Point labeling data based on photos
--
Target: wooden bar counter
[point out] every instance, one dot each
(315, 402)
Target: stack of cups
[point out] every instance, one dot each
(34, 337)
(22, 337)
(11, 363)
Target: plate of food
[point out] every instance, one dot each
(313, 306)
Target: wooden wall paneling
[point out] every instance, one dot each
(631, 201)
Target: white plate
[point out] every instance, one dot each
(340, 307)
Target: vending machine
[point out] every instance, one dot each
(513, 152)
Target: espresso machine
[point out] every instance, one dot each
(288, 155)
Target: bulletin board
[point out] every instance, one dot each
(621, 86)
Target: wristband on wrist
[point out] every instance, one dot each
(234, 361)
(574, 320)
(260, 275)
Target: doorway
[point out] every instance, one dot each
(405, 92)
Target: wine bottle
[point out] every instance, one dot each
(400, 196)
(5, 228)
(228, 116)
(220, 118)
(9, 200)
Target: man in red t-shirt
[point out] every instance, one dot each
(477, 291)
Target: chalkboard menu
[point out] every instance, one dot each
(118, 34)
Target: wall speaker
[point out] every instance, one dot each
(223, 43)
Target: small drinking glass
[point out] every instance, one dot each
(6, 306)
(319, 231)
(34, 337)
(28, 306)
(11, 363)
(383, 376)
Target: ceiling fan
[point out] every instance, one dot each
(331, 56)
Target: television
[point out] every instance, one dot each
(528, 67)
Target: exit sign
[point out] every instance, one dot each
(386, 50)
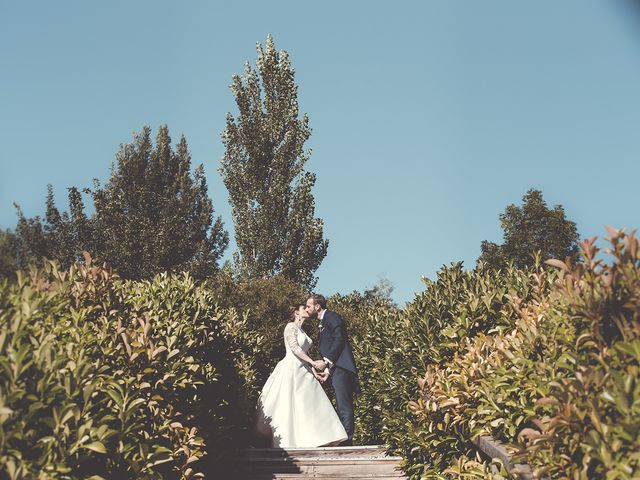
--
#### [Aim of the task]
Copy the entries verbatim, beginning at the line containing "Target: exit sign" and continuing through the last line of the entries. Omit the pictures from your answer.

#### [Task result]
Target: exit sign
[point out] every instance, one dot each
(386, 50)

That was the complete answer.